> Stated task A
Using the Airbus A350 article, answer these:
(i) How much money did Airbus commit to a new design called the A350?
(ii) On what date did the boards of EADS and BAE Systems formally name the aircraft the A350?
(iii) What range was planned for the A350-800?
> Stated task B
Extend the Airbus A350 article with a further passage that picks up after its last sentence.

> Selected excerpt
++++++++++
AIRBUS A350 XWB AIRCRAFT AIRLINER
AIRBUS NEW A350 XWB AIRLINER AIRCRAFT VIDEO
The Airbus A350 is a long-range, mid-sized, widebody family of airliners currently under development, designed to compete with the Boeing 777 and Boeing 787. It will also compete with Airbus' own A330 and A340, since plans to discontinue those models have not been announced.
The airlines pushed Airbus to provide a competitor, as Boeing had committed the 787 to have 20% lower fuel consumption than today's equivalent types. Initially Airbus proposed a simple derivative of the A330, unofficially dubbed the 'A330-200Lite', with improved aerodynamics and engines similar to those on the 787. The airlines were not satisfied and Airbus committed €4 billion to a new design to be called the A350. The original version of the A350 superficially resembled the A330 due to its common fuselage cross-section and assembly. A new wing, engines and a horizontal stabilizer were to be coupled with new composite materials and production methods applied to the fuselage to make the A350 an almost all-new aircraft.
On 16 September 2004, then Airbus president and CEO Noël Forgeard confirmed that a new project was under consideration, but did not give a project name, and would not state whether it would be an entirely new design or a modification of an existing product. Forgeard indicated that Airbus would finalise its concept by the end of 2004, begin consulting with airlines in early 2005, and aim to launch the new development programme at the end of that year.
On 10 December 2004 the boards of EADS and BAE Systems, then the shareholders of Airbus, gave Airbus an "authorisation to offer (ATO)", and formally named it the A350.
A COMPUTERIZED DRAWING OF THE AIRBUS A350 XWB WITH SINGAPORE AIRLINES LIVERY
On 6 October 2005 full industrial launch of the program was announced with an estimated development cost of around € 3.5 billion. This version of the A350 was planned to be a 250–300-seat twin-engined wide-body aircraft derived from the design of the existing A330. Under this plan, the A350 would have modified wings and new engines while sharing the same fuselage cross-section as its predecessor. Controversially, the fuselage was to consist primarily of Al-Li, rather than the CFRP fuselage on the 787. It was to see entry into service in 2010 in two versions; the A350-800 capable of flying 8,800 nautical miles (16,300 km) with typical passenger capacity of 253 in 3-class configuration and the 300-seat (3-class) A350-900 with 7,500 nautical mile (13,890 km) range. It was designed to be a direct competitor to the 787-9, and 777-200ER.
++++++++++
> Stored records
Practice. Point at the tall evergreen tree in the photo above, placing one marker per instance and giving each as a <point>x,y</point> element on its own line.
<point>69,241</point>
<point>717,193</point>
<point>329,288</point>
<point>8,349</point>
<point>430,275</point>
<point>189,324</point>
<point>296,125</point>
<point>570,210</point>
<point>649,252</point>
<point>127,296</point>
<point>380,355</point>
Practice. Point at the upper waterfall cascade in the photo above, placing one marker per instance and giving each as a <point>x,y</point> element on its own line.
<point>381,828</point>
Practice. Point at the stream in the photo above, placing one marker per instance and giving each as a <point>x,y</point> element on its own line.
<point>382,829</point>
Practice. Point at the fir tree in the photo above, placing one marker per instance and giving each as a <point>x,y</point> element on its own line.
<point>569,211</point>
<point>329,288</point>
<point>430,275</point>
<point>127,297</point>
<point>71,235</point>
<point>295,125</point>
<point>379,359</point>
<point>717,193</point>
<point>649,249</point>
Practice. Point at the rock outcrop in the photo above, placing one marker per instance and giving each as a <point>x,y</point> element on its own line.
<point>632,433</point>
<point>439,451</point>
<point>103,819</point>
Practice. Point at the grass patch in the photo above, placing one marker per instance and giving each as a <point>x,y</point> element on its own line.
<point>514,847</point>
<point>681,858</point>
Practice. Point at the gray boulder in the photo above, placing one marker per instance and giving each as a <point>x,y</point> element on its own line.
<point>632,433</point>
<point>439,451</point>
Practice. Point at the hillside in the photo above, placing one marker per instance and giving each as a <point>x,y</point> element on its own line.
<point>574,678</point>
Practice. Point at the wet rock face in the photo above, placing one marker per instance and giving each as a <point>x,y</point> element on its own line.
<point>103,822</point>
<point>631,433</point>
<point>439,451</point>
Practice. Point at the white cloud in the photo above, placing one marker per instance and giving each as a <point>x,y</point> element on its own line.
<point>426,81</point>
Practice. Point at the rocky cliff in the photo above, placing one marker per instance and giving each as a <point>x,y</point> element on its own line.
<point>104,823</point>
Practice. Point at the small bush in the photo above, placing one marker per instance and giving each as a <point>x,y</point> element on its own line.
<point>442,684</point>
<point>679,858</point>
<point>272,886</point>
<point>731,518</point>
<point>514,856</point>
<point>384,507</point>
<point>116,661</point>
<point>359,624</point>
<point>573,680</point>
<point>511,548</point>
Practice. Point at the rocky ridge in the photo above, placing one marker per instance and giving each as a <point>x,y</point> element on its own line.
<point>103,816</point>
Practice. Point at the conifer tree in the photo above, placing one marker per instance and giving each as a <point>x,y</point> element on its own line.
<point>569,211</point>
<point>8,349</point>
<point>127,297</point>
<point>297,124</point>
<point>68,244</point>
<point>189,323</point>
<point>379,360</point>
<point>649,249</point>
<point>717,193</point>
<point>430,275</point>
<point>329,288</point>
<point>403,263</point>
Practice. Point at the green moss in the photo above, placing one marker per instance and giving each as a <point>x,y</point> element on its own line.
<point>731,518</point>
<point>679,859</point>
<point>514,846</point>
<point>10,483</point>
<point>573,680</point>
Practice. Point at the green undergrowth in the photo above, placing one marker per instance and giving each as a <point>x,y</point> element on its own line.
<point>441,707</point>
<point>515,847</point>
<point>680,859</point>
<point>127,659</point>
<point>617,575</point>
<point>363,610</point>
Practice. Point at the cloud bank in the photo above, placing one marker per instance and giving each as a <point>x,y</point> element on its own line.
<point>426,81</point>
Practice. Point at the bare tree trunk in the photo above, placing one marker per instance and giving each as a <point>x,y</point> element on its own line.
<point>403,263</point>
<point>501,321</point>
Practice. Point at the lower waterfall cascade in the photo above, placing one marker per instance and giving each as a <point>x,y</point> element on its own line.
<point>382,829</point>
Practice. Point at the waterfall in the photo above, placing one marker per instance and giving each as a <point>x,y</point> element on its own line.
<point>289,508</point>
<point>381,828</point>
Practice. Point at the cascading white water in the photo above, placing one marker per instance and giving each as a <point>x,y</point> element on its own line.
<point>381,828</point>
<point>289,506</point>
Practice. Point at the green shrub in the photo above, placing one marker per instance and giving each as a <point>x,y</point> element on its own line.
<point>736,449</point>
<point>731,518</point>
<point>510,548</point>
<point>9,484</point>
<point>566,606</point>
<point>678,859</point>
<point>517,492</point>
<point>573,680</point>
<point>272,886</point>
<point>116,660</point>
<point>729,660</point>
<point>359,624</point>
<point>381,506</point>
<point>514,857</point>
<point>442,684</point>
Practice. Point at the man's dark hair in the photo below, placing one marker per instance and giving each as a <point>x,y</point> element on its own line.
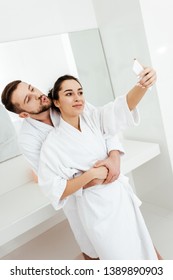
<point>7,96</point>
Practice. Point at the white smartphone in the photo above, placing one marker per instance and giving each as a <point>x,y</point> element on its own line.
<point>137,67</point>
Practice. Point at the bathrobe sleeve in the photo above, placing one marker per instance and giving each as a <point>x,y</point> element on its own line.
<point>51,184</point>
<point>113,117</point>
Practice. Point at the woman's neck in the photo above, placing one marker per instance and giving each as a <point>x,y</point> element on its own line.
<point>73,121</point>
<point>43,117</point>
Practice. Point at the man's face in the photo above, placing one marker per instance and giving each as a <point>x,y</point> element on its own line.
<point>30,99</point>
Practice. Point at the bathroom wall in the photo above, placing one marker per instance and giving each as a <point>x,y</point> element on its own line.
<point>124,38</point>
<point>28,19</point>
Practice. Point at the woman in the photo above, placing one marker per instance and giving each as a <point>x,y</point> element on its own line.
<point>109,213</point>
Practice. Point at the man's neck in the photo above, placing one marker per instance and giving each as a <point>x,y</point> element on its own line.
<point>43,117</point>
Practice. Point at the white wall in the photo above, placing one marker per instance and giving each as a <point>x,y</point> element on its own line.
<point>123,35</point>
<point>21,19</point>
<point>160,43</point>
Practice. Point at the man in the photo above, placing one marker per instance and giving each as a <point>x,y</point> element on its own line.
<point>35,107</point>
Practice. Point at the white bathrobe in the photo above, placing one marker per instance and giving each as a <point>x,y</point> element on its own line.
<point>32,135</point>
<point>109,213</point>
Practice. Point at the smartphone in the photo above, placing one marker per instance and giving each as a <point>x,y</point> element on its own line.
<point>137,67</point>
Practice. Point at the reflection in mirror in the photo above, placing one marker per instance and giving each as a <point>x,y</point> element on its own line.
<point>8,137</point>
<point>41,61</point>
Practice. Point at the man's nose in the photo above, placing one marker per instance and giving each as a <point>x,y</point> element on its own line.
<point>76,97</point>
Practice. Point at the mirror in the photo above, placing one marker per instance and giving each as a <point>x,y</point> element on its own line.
<point>41,61</point>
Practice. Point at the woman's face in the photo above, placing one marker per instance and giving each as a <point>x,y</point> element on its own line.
<point>71,100</point>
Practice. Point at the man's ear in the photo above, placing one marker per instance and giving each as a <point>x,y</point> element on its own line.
<point>56,103</point>
<point>24,115</point>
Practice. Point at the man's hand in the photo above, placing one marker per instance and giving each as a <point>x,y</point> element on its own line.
<point>112,163</point>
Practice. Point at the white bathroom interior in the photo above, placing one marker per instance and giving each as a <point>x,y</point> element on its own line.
<point>95,40</point>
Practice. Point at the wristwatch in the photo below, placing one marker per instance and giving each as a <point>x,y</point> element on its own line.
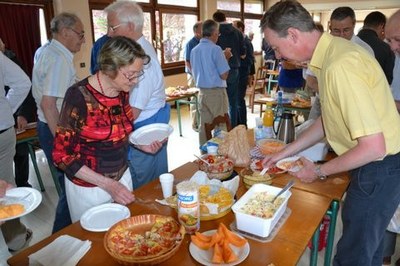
<point>319,173</point>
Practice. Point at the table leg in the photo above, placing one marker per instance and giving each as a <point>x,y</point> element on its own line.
<point>53,172</point>
<point>196,102</point>
<point>332,212</point>
<point>314,248</point>
<point>178,110</point>
<point>34,162</point>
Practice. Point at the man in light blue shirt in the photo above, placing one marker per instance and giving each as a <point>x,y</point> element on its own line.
<point>210,70</point>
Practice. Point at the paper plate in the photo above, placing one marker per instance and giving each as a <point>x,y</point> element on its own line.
<point>30,203</point>
<point>205,256</point>
<point>102,217</point>
<point>289,164</point>
<point>147,134</point>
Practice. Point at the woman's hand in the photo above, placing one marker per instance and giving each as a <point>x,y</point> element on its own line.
<point>153,147</point>
<point>120,193</point>
<point>307,173</point>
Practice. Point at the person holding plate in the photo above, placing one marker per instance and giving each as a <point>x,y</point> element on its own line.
<point>91,142</point>
<point>360,121</point>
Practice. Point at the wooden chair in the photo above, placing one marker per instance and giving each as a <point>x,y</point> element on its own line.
<point>221,119</point>
<point>258,86</point>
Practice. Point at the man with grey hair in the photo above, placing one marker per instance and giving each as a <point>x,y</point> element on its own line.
<point>342,24</point>
<point>52,75</point>
<point>360,121</point>
<point>147,98</point>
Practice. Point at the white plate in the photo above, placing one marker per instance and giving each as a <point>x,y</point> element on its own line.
<point>102,217</point>
<point>281,164</point>
<point>205,256</point>
<point>30,203</point>
<point>147,134</point>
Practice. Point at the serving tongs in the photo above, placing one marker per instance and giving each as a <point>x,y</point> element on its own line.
<point>285,188</point>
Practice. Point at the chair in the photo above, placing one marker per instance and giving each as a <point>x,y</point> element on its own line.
<point>221,119</point>
<point>257,86</point>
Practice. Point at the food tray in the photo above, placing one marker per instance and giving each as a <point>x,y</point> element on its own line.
<point>255,225</point>
<point>273,233</point>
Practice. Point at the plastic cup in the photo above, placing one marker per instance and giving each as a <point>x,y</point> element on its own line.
<point>167,183</point>
<point>212,149</point>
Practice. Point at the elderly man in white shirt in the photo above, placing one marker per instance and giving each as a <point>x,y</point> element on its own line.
<point>53,73</point>
<point>16,235</point>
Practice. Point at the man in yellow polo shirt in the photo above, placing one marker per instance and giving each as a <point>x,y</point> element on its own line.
<point>359,120</point>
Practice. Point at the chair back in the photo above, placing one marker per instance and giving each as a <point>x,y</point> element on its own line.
<point>221,119</point>
<point>270,64</point>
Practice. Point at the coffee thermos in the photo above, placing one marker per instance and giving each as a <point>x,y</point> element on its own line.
<point>286,131</point>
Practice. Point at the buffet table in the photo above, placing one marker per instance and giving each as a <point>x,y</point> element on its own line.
<point>287,246</point>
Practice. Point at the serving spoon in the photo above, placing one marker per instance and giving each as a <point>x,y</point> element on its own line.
<point>285,188</point>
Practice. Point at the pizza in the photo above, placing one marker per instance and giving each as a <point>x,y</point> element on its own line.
<point>159,239</point>
<point>11,210</point>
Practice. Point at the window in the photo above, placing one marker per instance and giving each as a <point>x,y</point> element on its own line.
<point>188,3</point>
<point>253,6</point>
<point>250,14</point>
<point>177,30</point>
<point>167,26</point>
<point>228,5</point>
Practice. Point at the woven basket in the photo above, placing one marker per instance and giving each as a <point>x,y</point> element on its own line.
<point>140,224</point>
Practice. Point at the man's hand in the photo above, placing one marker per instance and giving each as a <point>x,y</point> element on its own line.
<point>21,122</point>
<point>307,173</point>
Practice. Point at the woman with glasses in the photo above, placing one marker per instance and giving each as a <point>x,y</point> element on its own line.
<point>91,142</point>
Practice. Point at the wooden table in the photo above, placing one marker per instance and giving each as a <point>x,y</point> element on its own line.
<point>183,99</point>
<point>286,106</point>
<point>307,211</point>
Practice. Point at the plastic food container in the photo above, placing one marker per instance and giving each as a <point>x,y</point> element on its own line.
<point>255,225</point>
<point>316,152</point>
<point>268,146</point>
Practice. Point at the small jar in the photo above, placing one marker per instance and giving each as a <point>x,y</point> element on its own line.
<point>189,206</point>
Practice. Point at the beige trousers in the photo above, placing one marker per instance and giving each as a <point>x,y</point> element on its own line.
<point>212,103</point>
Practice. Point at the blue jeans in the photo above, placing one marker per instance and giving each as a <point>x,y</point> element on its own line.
<point>242,87</point>
<point>232,91</point>
<point>372,198</point>
<point>145,167</point>
<point>46,139</point>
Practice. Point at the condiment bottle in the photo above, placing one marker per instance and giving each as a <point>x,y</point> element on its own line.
<point>268,122</point>
<point>189,206</point>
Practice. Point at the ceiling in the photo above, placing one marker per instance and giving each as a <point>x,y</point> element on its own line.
<point>325,5</point>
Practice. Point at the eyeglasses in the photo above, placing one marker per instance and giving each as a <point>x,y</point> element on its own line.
<point>135,75</point>
<point>80,34</point>
<point>113,28</point>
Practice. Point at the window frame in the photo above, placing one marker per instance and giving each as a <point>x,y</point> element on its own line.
<point>153,8</point>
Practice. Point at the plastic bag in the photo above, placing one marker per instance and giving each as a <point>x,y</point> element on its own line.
<point>394,225</point>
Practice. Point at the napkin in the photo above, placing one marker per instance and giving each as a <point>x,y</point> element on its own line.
<point>63,251</point>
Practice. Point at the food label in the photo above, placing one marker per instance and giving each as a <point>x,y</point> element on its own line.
<point>189,209</point>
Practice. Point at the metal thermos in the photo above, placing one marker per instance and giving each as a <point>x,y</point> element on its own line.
<point>286,128</point>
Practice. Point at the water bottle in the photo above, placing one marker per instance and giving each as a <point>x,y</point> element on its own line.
<point>258,130</point>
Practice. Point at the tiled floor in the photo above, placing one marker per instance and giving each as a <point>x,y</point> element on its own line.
<point>180,151</point>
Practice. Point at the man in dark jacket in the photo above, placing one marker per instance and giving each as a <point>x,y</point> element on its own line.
<point>244,72</point>
<point>373,33</point>
<point>232,38</point>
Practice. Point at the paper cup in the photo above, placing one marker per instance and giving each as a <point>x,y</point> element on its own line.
<point>212,149</point>
<point>167,183</point>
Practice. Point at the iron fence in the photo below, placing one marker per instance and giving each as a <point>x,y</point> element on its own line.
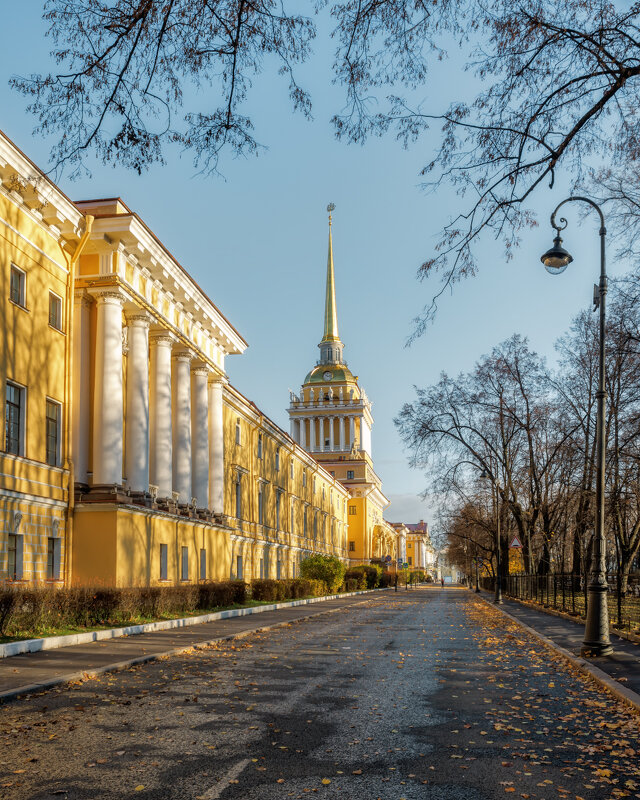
<point>568,592</point>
++++++++++
> Result A
(i) €4 billion
(ii) 10 December 2004
(iii) 8,800 nautical miles (16,300 km)

> Result B
Almost immediately Airbus faced criticism on the A350 project by the heads of two of its largest customers, ILFC and GECAS. On 28 March 2006, in the presence of hundreds of top airline executives, Steven F. Udvar-Hazy, of ILFC lambasted Airbus' strategy in bringing to market what they saw as "a Band-aid reaction to the 787," a sentiment which was echoed by GECAS president Henry Hubschman. Udvar-Hazy called on Airbus to bring a clean-sheet design to the table, or risk losing most of the market to Boeing.
Several days later, similar comments were made by Chew Choon Seng, CEO of Singapore Airlines. Chew stated, "having gone to the trouble of designing a new wing, tail, cockpit" and adding advanced new materials, Airbus "should have gone the whole hog and designed a new fuselage." At the time, Singapore was reviewing bids for the 787 and A350.
Airbus responded by stating it was considering improvements for the A350 to satisfy customer demands. At the same time, Airbus then-CEO Gustav Humbert suggested that there would be no quick fixes, stating, "Our strategy isn't driven by the needs of the next one or two campaigns, but rather by a long-term view of the market and our ability to deliver on our promises."
On 14 June 2006, Singapore Airlines announced it had selected the 787 over the A350, ordering 20 787-9s. Emirates decided against making an order for the initial version of the A350 because of weaknesses in the design.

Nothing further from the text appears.